§ CONSIGNE
Pouvez-vous présenter les enregistrements ci-dessous sous forme de liste JSON de chaînes, à raison d'une chaîne par ligne, en omettant les lignes vides et les images ?

Lignes de données:
▼

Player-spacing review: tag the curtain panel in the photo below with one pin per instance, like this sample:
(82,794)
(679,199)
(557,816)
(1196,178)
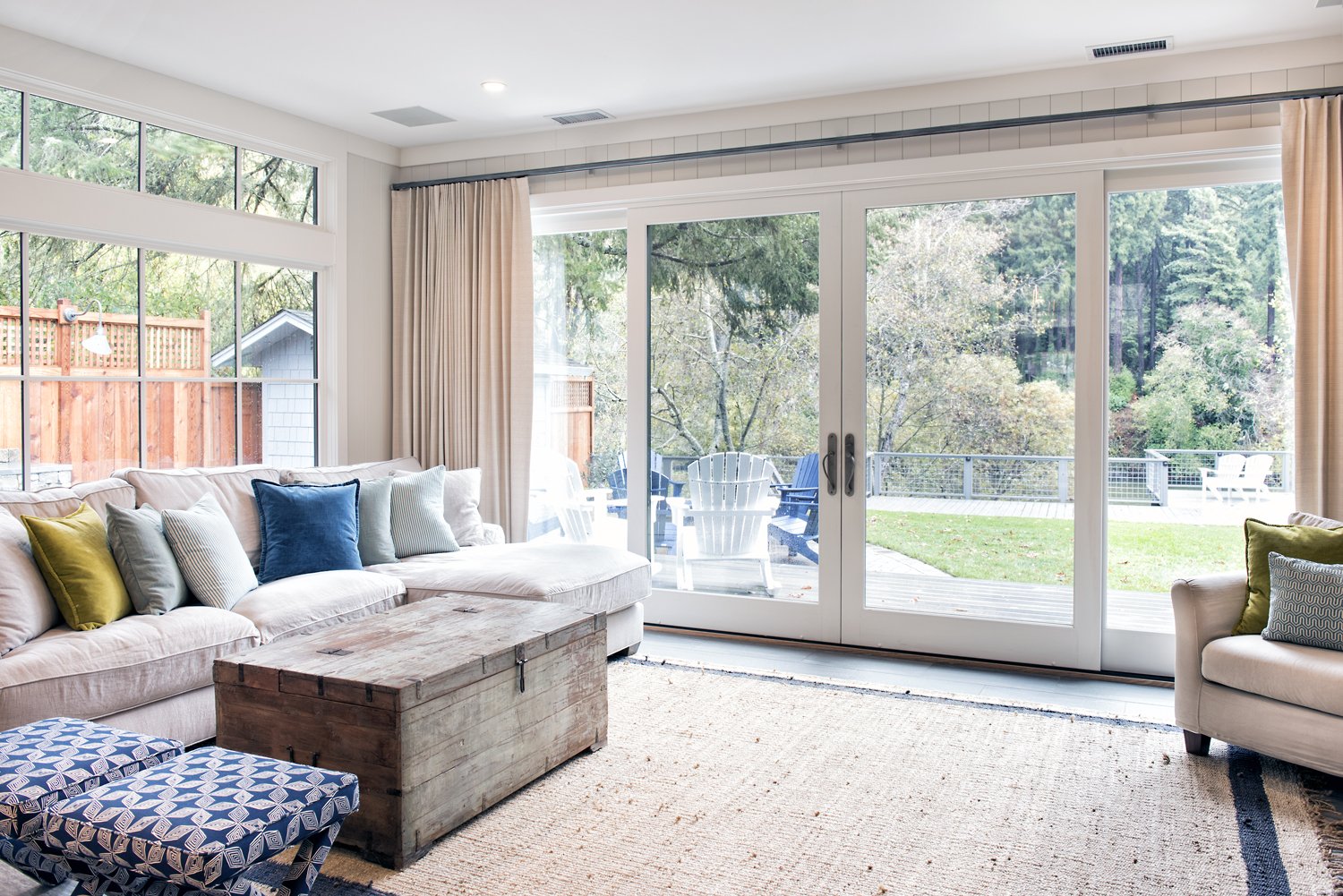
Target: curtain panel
(462,336)
(1313,201)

▲

§ RÉSULTAT OBTENU
[
  "Player-spacing review: tag the curtain panel in the photo below with one pin per instance, like this sample:",
  "(82,794)",
  "(679,199)",
  "(557,816)",
  "(1196,178)",
  "Target: curtain panel",
  "(462,336)",
  "(1313,201)"
]